--- Begin EXCERPTED PASSAGE ---

Question

In an isothermal irreversible expansion of an ideal gas :
A. $\Delta U = 0$
B. $- {w_q} = nRT[1 - \frac{{{P_2}}}{{{P_1}}}]$
C. $\Delta H \ne 0$
D. All of these

Answer 1

An isothermal process is one in which the pressure and volume of the system change but temperature remains constant . In case of isothermal irreversible expansion , the gas is allowed to expand slowly , its temperature tends to fall but some of the heat from the surrounding is conducted to the gas , keeping the temperature constant .

Complete step by step answer:
When a gas expands isothermally irreversibly , $\Delta V$ and hence $P\Delta V$ is positive and so $\Delta q$ will also be positive . Therefore , when a gas expands isothermally , an amount of heat equivalent to the work done by the gas has to be supplied from an external source .
Here , $\Delta V$ = change in volume
$P\Delta V$ = the work done
$\Delta q$ =heat
Now we know that in the isothermal process temperature remains constant . Therefore , since internal energy (U) is a function of temperature its value is also equal to zero .

--- End EXCERPTED PASSAGE ---
--- Begin DATA ENTRIES ---

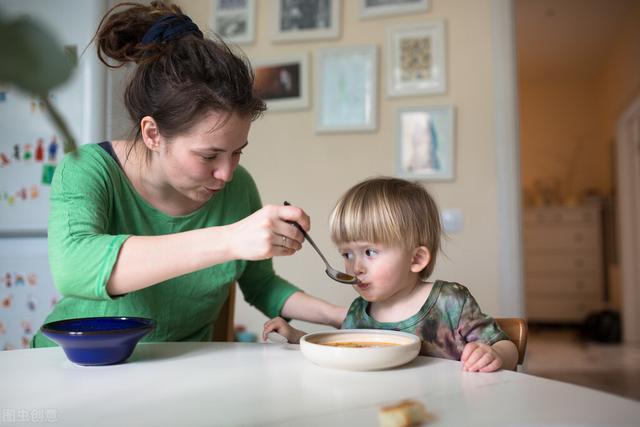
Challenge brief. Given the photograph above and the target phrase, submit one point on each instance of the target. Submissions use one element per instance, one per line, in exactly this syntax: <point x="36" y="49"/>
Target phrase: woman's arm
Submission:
<point x="146" y="260"/>
<point x="301" y="306"/>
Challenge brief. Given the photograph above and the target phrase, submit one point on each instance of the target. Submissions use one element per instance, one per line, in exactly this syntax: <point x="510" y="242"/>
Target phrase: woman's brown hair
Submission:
<point x="178" y="81"/>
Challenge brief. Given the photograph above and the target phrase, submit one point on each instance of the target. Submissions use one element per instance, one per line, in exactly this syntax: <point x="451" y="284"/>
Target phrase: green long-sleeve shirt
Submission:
<point x="94" y="209"/>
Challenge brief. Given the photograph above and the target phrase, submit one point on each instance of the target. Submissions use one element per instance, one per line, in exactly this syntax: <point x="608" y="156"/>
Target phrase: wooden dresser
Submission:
<point x="564" y="276"/>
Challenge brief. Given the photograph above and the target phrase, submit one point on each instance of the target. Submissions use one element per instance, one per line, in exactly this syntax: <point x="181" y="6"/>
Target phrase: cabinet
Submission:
<point x="564" y="276"/>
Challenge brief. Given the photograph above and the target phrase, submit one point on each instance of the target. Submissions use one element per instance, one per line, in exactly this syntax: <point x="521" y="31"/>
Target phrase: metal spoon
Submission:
<point x="336" y="275"/>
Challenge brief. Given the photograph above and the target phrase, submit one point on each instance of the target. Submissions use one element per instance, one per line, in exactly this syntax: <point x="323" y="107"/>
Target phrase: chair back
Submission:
<point x="517" y="330"/>
<point x="223" y="328"/>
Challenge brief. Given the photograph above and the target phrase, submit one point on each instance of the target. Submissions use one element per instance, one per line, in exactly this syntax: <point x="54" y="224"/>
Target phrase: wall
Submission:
<point x="619" y="83"/>
<point x="618" y="87"/>
<point x="572" y="119"/>
<point x="290" y="162"/>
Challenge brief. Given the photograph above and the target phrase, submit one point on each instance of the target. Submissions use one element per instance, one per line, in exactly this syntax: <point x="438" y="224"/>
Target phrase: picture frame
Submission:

--- End DATA ENTRIES ---

**EXERCISE REQUIREMENTS:**
1 – In the isothermal expansion thread, what must be supplied from an external source when a gas expands isothermally?
2 – Continue the thread on isothermal irreversible expansion of an ideal gas, starting after its final sentence.

**EXERCISE RESULTS:**
1 – An amount of heat equivalent to the work done by the gas.

2 –
$\Rightarrow \Delta U = 0$
In isothermal irreversible expansion , internal pressure is much different from external pressure . For example if internal pressure is much greater than the external pressure , then as the expansion takes place against the external pressure irreversibly , the work done is given by
$w = - {P_{ext}} \times \Delta V$

Hence option A is correct , that is $\Delta U = 0$ .

Note:
The work done in isothermal irreversible expansion is lesser than the work done in isothermal reversible expansion .
Also in the irreversible expansion , external pressure remains constant but in reversible expansion , external pressure has to be decreased continuously so as to remain infinitesimally smaller than the internal pressure .